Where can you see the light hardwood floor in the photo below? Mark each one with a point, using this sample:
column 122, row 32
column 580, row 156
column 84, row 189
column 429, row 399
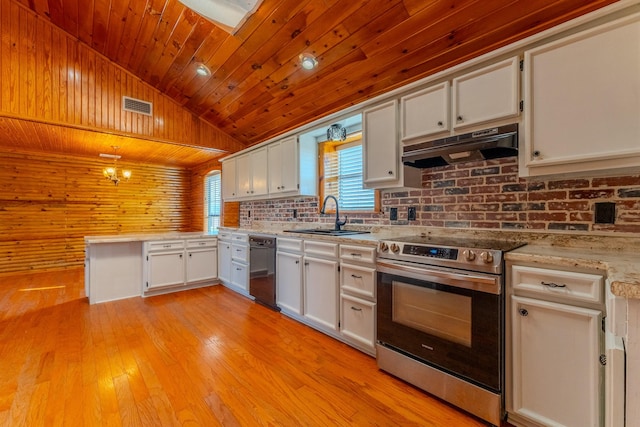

☆ ☆ ☆

What to work on — State how many lines in the listing above contain the word "column", giving only the number.

Solution for this task — 4